## What you should do
Send back all the data below, exactly as given.

## Point labeling examples
________
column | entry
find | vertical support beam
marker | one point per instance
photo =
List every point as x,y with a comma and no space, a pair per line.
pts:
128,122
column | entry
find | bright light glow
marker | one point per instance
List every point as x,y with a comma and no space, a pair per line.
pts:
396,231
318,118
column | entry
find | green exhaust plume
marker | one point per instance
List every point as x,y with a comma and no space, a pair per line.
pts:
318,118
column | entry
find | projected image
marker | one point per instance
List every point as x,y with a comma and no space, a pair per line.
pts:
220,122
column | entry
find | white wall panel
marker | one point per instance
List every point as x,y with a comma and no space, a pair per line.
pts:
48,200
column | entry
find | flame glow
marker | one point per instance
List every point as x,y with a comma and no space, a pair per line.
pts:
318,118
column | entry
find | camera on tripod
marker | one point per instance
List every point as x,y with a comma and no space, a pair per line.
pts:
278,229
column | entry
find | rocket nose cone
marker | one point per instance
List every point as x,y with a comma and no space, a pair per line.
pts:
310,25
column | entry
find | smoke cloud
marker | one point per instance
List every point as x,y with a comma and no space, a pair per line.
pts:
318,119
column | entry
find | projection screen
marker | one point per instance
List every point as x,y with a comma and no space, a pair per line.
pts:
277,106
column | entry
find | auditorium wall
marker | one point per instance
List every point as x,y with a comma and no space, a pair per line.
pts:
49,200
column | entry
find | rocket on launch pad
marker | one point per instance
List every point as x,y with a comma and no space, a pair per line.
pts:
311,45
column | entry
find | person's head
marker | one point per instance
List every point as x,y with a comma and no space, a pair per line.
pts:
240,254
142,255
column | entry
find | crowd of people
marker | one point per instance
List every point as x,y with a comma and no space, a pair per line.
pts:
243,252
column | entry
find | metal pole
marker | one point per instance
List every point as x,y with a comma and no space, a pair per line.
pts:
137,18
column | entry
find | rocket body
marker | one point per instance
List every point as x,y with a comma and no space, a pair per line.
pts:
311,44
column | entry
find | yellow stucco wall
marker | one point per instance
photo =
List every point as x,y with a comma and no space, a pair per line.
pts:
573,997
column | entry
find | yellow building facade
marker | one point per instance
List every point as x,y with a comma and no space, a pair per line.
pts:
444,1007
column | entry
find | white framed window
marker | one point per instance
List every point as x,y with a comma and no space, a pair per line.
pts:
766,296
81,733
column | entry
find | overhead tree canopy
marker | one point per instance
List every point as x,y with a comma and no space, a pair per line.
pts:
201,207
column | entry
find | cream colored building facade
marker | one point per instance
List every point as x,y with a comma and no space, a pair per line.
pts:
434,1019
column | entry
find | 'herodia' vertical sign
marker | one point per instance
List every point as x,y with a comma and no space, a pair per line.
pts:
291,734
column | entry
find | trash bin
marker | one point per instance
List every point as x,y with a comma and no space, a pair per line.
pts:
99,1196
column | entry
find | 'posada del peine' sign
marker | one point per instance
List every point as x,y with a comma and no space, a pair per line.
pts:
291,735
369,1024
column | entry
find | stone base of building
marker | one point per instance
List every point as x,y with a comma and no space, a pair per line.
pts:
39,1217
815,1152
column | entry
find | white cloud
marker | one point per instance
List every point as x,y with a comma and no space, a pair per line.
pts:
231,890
________
## The result
column | entry
find | vertical support beam
marker | one point per instance
photo =
List every point as x,y with a comma and no space, a pair per line.
pts:
128,122
column | entry
find | bright light glow
marker | one point per instance
List every point as x,y with a comma and no space, a pair per line.
pts:
396,231
318,118
column | entry
find | green exhaust plume
marker | one point per instance
List every point as x,y with a comma and no space, a pair per line.
pts:
318,118
column | entry
find | projected image
marker | one point per instance
List every point as x,y with a comma and no space, a pair per line.
pts:
220,122
column | entry
find | white wall panel
marker | one point per instance
List every point as x,y with a comma and no space, a pair per line.
pts:
48,200
column | entry
find | flame glow
marker | one point per instance
List every point as x,y with a comma and no space, a pair per line.
pts:
318,118
column | entry
find | camera on tripod
marker | one point per instance
List every point as x,y with a comma and no space, a pair per line.
pts:
278,229
column | entry
find | rocket nose cone
marker | one point per instance
List every point as x,y with a comma and no space, a pair per line.
pts:
310,25
column | entry
find | smoke cloud
marker | one point per instance
List every point as x,y with a comma and no space, a pair per line.
pts:
318,119
column | entry
find | projection screen
marker | one point per instance
List every point as x,y with a comma and no space, a pair per line.
pts:
277,106
column | entry
find | auditorium wall
marker | one point per instance
List every point as x,y with a comma and no space, a pair per line.
pts:
49,200
column | entry
find | rocket on launch pad
marker | one point per instance
List every point as x,y with a comma and no space, a pair per line.
pts:
311,45
column | entry
find | person's head
marker | one point per instance
List every point as x,y with a comma and no space, a pair per line.
pts:
240,254
142,255
column | entry
find | crowd of people
marker | one point per instance
List every point as x,y with a comma and no space, a pair per line.
pts:
243,252
column | entry
find | metal pole
marker | one point per instance
List every point as x,y with a comma and no space, a pair per line.
pts:
137,18
column | entry
find | rocket body
marker | one point per instance
List every point as x,y with a comma and no space, a pair per line.
pts:
311,44
column | entry
find | yellow stucco wall
marker | one point per instance
photo =
List every point as x,y with a comma and no space, a pair per line.
pts:
573,997
column | entry
find | yellow building facade
marker | one point per instance
List every point as x,y with a comma and no space, a pair per line.
pts:
444,1007
column | entry
find | white framed window
marker | one point per instance
List every point as x,y with a comma and no space, a pair per line.
pts:
766,296
81,733
column | entry
find | overhead tree canopy
marker | one point per instance
List every point as x,y with a comma and no space, a pair per line.
pts:
201,207
column | entry
find | cream colored building facade
marker | one point per instance
List every point as x,y with a comma and no space, a pair per line.
pts:
434,1019
column | entry
find | 'herodia' vertical sign
marker | one point per instance
List every point as x,y with a comma and no space, a pair per line.
pts:
291,734
column | entry
find | trash bin
marker | one point per instance
List every point as x,y with a comma and no space, a pair per line.
pts:
99,1196
column | entry
find | 'posada del peine' sign
marker | one point per instance
List every point as x,y with a comma and no space, a pair per line.
pts:
291,735
369,1024
column | entry
find | stone base of building
marker | one point per instance
List every point as x,y with a comma and no space, a pair per line.
pts:
39,1217
815,1152
column | entry
find | white cloud
marker | one point per instance
List every point as x,y with a comma and no space, a pair per line.
pts:
231,890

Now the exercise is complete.